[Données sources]
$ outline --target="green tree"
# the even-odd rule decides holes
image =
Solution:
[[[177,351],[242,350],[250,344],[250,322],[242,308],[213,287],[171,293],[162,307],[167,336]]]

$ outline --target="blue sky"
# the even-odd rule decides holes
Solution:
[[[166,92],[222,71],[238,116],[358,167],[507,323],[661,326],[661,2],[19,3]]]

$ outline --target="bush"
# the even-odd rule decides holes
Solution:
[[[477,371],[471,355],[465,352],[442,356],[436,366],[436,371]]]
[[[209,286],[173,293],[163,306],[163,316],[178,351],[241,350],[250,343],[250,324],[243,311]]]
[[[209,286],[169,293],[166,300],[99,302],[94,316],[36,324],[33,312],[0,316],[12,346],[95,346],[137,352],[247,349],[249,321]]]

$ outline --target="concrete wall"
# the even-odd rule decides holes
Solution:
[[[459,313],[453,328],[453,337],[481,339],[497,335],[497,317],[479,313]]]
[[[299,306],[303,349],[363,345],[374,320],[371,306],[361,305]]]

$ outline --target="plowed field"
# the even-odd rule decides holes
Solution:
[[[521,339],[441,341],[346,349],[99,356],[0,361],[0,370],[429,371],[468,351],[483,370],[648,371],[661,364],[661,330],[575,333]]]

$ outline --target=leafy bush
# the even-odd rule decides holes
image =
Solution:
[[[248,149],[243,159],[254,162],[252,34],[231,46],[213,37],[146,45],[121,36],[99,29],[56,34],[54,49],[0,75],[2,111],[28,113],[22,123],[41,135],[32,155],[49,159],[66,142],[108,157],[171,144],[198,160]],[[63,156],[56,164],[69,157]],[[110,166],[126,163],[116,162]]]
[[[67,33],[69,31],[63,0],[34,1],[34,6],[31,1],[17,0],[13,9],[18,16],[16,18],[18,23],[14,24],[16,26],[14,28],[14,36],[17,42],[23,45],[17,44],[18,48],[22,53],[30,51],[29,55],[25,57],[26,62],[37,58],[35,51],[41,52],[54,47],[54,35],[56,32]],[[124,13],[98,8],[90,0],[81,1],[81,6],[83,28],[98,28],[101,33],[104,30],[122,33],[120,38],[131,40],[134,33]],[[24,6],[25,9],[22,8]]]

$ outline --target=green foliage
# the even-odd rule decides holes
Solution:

**ÉNONCÉ**
Pouvez-vous réécrire les données en commençant à la ligne qui contient « outline --target=green foliage » et en terminant à la fin des données, incluses toutes deux, mais en remplaçant « foliage » par « leaves » sans rien modifier d'autre ?

**RÉPONSE ATTENDUE**
$ outline --target=green leaves
# the even-odd rule decides holes
Solution:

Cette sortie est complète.